Problem description: In this exercise, the entries below are to be transcribed exactly, line by line.

[Natural-language object grounding data]
/---
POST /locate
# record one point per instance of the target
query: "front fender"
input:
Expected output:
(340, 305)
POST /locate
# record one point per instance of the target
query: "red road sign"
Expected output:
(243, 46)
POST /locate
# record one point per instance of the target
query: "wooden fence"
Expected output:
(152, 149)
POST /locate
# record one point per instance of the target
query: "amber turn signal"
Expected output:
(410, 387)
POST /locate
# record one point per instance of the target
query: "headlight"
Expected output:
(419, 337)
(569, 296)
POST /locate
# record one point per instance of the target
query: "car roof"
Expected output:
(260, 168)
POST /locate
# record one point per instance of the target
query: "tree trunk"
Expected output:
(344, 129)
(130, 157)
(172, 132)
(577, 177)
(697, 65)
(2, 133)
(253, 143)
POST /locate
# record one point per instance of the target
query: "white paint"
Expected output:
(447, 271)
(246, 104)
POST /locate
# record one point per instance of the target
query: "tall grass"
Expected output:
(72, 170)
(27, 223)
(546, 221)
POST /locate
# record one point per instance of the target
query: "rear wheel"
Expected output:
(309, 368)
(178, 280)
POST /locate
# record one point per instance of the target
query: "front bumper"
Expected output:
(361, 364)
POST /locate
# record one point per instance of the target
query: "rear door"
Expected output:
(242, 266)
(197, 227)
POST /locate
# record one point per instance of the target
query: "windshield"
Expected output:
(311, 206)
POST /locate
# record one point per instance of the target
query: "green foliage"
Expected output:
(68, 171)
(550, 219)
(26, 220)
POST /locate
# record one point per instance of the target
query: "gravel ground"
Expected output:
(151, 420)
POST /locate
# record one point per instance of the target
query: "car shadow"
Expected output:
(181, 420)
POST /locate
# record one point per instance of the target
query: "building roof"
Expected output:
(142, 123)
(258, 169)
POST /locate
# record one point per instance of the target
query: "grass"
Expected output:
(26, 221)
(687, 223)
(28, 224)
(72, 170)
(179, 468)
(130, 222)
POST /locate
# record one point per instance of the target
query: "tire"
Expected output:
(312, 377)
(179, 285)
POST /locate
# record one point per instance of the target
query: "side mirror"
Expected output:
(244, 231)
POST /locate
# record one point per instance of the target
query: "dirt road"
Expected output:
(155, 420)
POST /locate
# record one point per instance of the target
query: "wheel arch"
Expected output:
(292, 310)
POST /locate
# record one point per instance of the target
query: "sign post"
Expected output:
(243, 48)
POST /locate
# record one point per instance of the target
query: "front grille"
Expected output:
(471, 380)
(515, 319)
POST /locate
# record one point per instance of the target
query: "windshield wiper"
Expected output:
\---
Response to this task:
POST /locate
# record one point per instance of the target
query: "front fender"
input:
Expected output:
(340, 305)
POST /locate
# record one point per instance of the target
query: "red road sign"
Expected output:
(243, 46)
POST /locate
# record one point per instance of the target
query: "wooden fence"
Expected output:
(152, 149)
POST /locate
# record one point per instance of the target
query: "amber turn signal"
Expected output:
(410, 387)
POST /locate
# record one point per instance of the target
query: "headlight"
Expected output:
(419, 337)
(569, 296)
POST /locate
# record one point per instance of the target
query: "car roof"
Expected output:
(260, 168)
POST /locate
# record one point per instance of the target
query: "tree trunk"
Expected output:
(344, 129)
(130, 157)
(172, 132)
(577, 177)
(697, 65)
(2, 133)
(253, 143)
POST /locate
# record one point per instance of the target
query: "white paint"
Expected output:
(447, 271)
(246, 104)
POST /locate
# record one point per instance of the target
query: "tall grass"
Expected output:
(72, 170)
(27, 223)
(546, 221)
POST /locate
# record one point per instance of the target
query: "rear wheel"
Expected output:
(309, 368)
(178, 280)
POST /locate
# record one point per instance of the target
query: "front bumper"
Expected output:
(361, 364)
POST /locate
# record one point per instance of the target
query: "rear door"
Expected output:
(242, 266)
(197, 227)
POST /locate
# record one point per instance of the target
query: "windshield"
Expected output:
(311, 206)
POST /locate
# record one point per instance of the target
query: "green foliage"
Expected output:
(68, 171)
(550, 219)
(26, 220)
POST /locate
# record one point per instance of the target
query: "gravel ground"
Expected output:
(151, 420)
POST /locate
# record one point per instance of the target
query: "car shadow"
Expected output:
(181, 420)
POST /locate
# record one point per instance of the target
query: "building roof"
Expected output:
(142, 123)
(258, 169)
POST /locate
# record one point per instance of the target
query: "grass"
Expected output:
(26, 221)
(687, 223)
(28, 224)
(72, 170)
(179, 468)
(130, 222)
POST /locate
# record one point per instance of the target
query: "tire"
Expected output:
(312, 377)
(179, 285)
POST /locate
# record one point per instance of the target
query: "side mirror"
Expected output:
(244, 231)
POST /locate
# record one point per instance of the target
query: "dirt road"
Expected output:
(155, 420)
POST /locate
# record one point per instance of the target
query: "wheel arch"
Expected output:
(292, 310)
POST /locate
# record one point per instance of the target
query: "sign post"
Expected output:
(243, 48)
POST /locate
# record one point per instance of the target
query: "front grille"
Expected output:
(471, 380)
(515, 319)
POST /locate
# record one point per instance of the target
query: "windshield wiper"
Expected output:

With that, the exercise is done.